SOURCE EXTRACT -
Please refer to FIG. 1, FIG. 1 shows the front view of a brightness enhancement film 110. The brightness enhancement film 110 is mainly comprised of a base plate 111 and a structured layer 112. The thickness of the base plate 111 is about 175 μm. The material of the base plate 111 is transparent polyethylene terephthalate, hereinafter referred to as PET. Furthermore, additives are coated on the base plate 111. The thickness of the structured layer 112 is about 25 μm. The material of the structured layer 112 is photosensitive acrylic resin. The structured layer 112 is combined and joined with the base plate 111 by using the additives. Due to the prismatic microstructures on the structured layer 112, the brightness enhancement film 110 is able to condense the light. Consequently, the angle for the emergent light indicated as L₁ from the brightness enhancement film 110 will become narrowed, so as to increase the illumination brightness within the viewing angle range.

However, when the incident angle compared with respect to the brightness enhancement film 110 is much smaller, the light indicated as L₂ in FIG. 1 will be easily reflected by the structured layer 112. After being reflected, the length of the route segment of the light L₂ will be increased, and thus the illumination brightness of the light L₂ will be deteriorated. In order to solve this problem, some manufacturers added a plurality of diffusion particles in the structured layer 112, as shown in Taiwanese patent (patent No. 1301548).

SUPPLIED INFORMATION -
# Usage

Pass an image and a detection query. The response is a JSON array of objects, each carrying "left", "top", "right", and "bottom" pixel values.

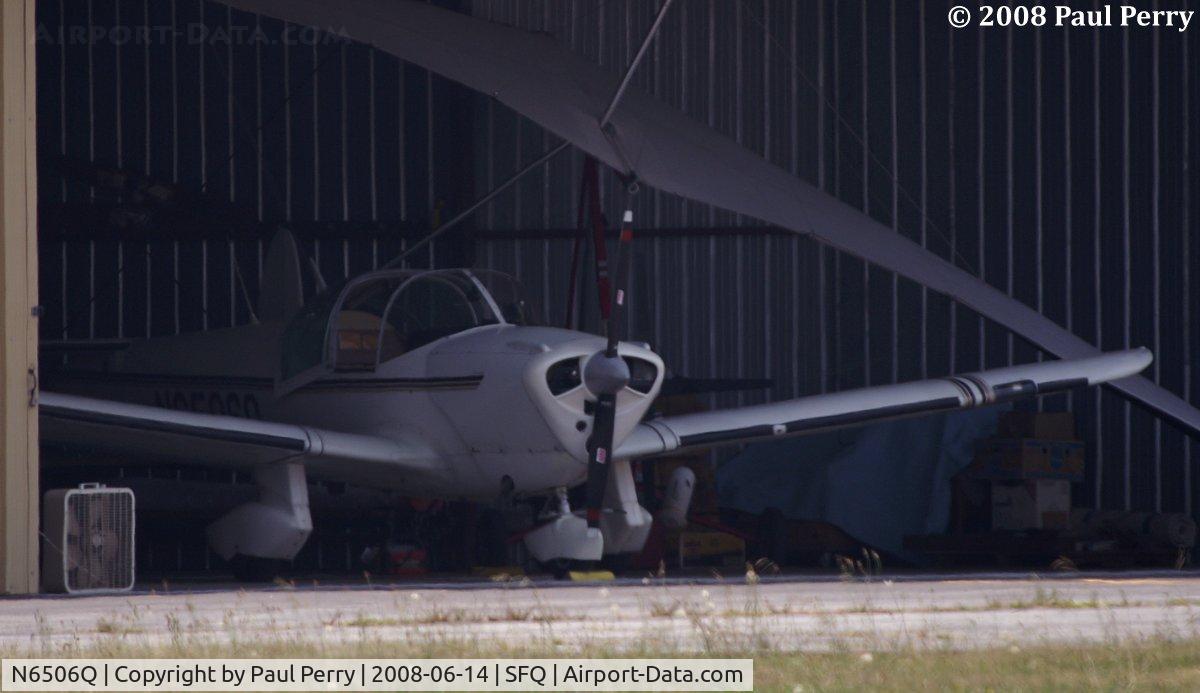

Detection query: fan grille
[{"left": 64, "top": 490, "right": 133, "bottom": 591}]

WHAT YOU WILL DO -
Resume the brightness enhancement film passage right after its final sentence. The data has no connection to the passage on the brightness enhancement film.

OUTPUT BELOW -
However, adding diffusion particles in the structured layer 112 will increase the cost of manufacturing and materials. The diffusion particles are made of materials which have larger optical absorptivity than the structured layer 112, therefore, the diffusion particles would absorb more light, and thus the illumination brightness using the brightness enhancement film will be deteriorated. As a result, the method of adding diffusion particles in the structured layer 112 remains still at an experimental stage, and has not yet gone into mass production phase.

Hence, the inventor of this application provides an optical film which is able to avoid light having a smaller incident angle from being reflected by the structured layer, and thereby increase the illumination brightness and lower the manufacturing cost.

SUMMARY OF THE INVENTION

One object of the present invention is to provide an optical film and manufacturing method thereof. The optical film can provide higher illumination brightness and has lower material cost.

To achieve the foregoing and other object, an optical film is disclosed. The optical film includes a main body and a plurality of first microstructures. In addition, a plurality of micro bubbles is distributed in the main body. The first microstructures are disposed on one side of the main body. Furthermore, the light would be condensed by the shape of the first microstructures.

To achieve the foregoing and other object, a manufacturing method of an optical film is provided, and the manufacturing method is described in the following text. First, a first curing glue is provided. The first curing glue is made by mixing together a photocurable resin and a thermosetting resin. The percent weight of the thermosetting resin is about 1%˜5% as compared to the weight of the curing glue as a whole. Then a plurality of micro bubbles in the first curing glue is formed. Thereafter, the first curing glue is illuminated by light emitting from a first light source. The first curing glue would be cured by the light and the heat irradiated from the first light source.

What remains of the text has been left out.